* TRAVAIL DEMANDÉ
Dans l'extrait sur la rencontre des recteurs et directeurs spirituels des séminaires d'Asie, relevez tous les pays dont les formateurs de séminaires étaient présents pour la première fois.

* EXTRAIT
○ ○ ○
Eglises d'Asie

RENCONTRE DES RECTEURS ET DIRECTEURS SPIRITUELS DES SEMINAIRES D’ASIE

Publié le 18/03/2010




(Assemblée spéciale du Synode des évêques d’Asie)

Suivant de près les éléments du rapport du Synode des évêques d’Asie, la rencontre avait pour objectif les points suivants :

informer les participants de l’orientation du Synode des évêques d’Asie ;

approfondir l’intérêt porté à la situation asiatique en ce qui concerne la formation des prêtres ;

partager les expériences en vue d’aider les formateurs dans leur fonction ;

identifier des points de formation très clairs en ce qui concerne le célibat et la vie spirituelle comme fai-sant partis de la vocation sacerdotale et missionnaire.

Cette rencontre a revêtu un caractère important, tant par l’aide qu’elle a suscité de la part des Conférences épiscopales et de la Congrégation pour l’évangélisation des peuples, mais aussi parce que c’était la première fois que des formateurs des séminaires du Japon, de Myanmar, du Cambodge et du Vietnam étaient présents. Cela a offert une chance supplémentaire aux uns et autres de se familiariser aux situations les uns avec les autres.
○ ○ ○
* Éléments enregistrés du jeu de données
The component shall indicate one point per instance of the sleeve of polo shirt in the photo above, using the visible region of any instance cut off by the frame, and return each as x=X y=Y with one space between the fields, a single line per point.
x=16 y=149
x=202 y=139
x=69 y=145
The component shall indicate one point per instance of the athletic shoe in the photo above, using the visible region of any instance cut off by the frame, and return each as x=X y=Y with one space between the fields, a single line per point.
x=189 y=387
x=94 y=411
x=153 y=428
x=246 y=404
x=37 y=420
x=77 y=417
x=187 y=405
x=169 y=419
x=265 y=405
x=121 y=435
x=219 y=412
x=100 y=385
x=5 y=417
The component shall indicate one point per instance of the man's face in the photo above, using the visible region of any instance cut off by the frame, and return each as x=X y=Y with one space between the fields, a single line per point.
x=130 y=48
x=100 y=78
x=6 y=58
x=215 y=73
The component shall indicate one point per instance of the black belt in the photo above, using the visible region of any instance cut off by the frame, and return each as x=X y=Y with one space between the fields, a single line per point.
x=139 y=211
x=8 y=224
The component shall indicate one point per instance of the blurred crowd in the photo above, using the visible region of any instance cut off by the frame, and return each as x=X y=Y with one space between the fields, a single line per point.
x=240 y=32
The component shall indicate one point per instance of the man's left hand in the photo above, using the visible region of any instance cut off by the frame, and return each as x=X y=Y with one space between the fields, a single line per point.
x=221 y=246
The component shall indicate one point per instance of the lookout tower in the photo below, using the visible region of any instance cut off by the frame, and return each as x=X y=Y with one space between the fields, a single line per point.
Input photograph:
○ ○ ○
* SOLUTION RÉDIGÉE
Japon, Myanmar, Cambodge, Vietnam